Point labeling dataset excerpts:
►
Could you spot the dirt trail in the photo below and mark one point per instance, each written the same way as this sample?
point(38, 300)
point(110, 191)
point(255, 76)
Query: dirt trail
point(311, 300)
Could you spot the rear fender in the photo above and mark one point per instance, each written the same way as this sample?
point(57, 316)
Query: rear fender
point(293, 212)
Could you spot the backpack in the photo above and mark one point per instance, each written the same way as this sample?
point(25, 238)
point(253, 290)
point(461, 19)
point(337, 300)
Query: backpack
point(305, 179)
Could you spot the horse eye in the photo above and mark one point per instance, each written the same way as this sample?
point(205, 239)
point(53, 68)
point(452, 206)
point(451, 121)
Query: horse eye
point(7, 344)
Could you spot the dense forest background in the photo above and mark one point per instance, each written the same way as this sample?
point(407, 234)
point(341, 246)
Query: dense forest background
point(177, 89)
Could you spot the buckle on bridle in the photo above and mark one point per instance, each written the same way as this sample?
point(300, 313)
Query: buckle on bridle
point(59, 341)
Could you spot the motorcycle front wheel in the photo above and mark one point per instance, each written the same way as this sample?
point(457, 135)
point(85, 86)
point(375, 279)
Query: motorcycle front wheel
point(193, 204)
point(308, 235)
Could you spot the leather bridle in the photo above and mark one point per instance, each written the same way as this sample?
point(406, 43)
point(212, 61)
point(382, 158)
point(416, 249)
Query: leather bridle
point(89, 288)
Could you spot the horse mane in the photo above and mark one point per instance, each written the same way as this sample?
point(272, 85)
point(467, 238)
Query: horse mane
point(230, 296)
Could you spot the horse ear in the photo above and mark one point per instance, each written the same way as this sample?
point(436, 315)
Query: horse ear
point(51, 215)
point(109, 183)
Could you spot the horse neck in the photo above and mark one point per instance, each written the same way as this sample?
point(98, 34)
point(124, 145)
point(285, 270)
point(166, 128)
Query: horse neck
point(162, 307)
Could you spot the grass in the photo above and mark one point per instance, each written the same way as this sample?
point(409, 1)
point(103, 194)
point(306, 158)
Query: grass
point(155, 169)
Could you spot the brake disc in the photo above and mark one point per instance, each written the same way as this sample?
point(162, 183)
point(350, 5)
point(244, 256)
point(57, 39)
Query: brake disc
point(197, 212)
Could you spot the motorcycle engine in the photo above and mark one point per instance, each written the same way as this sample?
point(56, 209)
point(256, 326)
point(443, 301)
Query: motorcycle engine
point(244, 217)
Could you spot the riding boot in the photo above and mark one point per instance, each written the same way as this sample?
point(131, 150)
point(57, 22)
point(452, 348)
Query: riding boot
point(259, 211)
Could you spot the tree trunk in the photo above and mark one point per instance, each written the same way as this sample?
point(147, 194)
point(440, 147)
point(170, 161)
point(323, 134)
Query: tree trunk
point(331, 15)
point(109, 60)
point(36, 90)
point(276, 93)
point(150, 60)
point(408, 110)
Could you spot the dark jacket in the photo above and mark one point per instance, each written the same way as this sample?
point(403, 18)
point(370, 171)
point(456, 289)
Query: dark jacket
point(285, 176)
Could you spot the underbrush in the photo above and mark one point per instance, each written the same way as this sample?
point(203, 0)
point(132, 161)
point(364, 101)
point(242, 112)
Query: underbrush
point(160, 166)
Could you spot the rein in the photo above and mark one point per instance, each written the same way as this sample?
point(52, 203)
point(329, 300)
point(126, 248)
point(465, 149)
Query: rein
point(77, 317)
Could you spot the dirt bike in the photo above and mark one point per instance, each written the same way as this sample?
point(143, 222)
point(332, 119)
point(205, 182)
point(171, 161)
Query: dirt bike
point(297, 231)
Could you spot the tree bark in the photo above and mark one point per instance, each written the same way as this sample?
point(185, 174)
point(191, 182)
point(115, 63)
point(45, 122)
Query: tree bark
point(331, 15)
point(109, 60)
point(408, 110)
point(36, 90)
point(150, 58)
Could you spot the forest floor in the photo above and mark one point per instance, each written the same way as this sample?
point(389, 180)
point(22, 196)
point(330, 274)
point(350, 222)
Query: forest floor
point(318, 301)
◄
▶ [Exercise directions] Copy out the lines from the line containing "Could you spot the rein" to the end of the listing above, without alteration.

▶ [Finished exercise]
Could you spot the rein in the photo above and mark one point per instance, each written the same way as this sample?
point(52, 203)
point(329, 300)
point(126, 248)
point(465, 149)
Query: rein
point(77, 317)
Could you spot the dirt bike in the photo above and mark one point per instance, each written the same way as this sample?
point(143, 222)
point(332, 119)
point(205, 182)
point(171, 161)
Query: dirt bike
point(297, 231)
Could you spot the tree bark in the photo above and mark one point per instance, each written the same way as this sample?
point(185, 174)
point(191, 182)
point(115, 63)
point(45, 122)
Query: tree bark
point(331, 15)
point(109, 60)
point(408, 110)
point(36, 90)
point(150, 58)
Could you spot the forest floor in the photo above and mark one point per instance, each written the same way as this sample?
point(389, 180)
point(22, 196)
point(330, 274)
point(350, 222)
Query: forest floor
point(318, 301)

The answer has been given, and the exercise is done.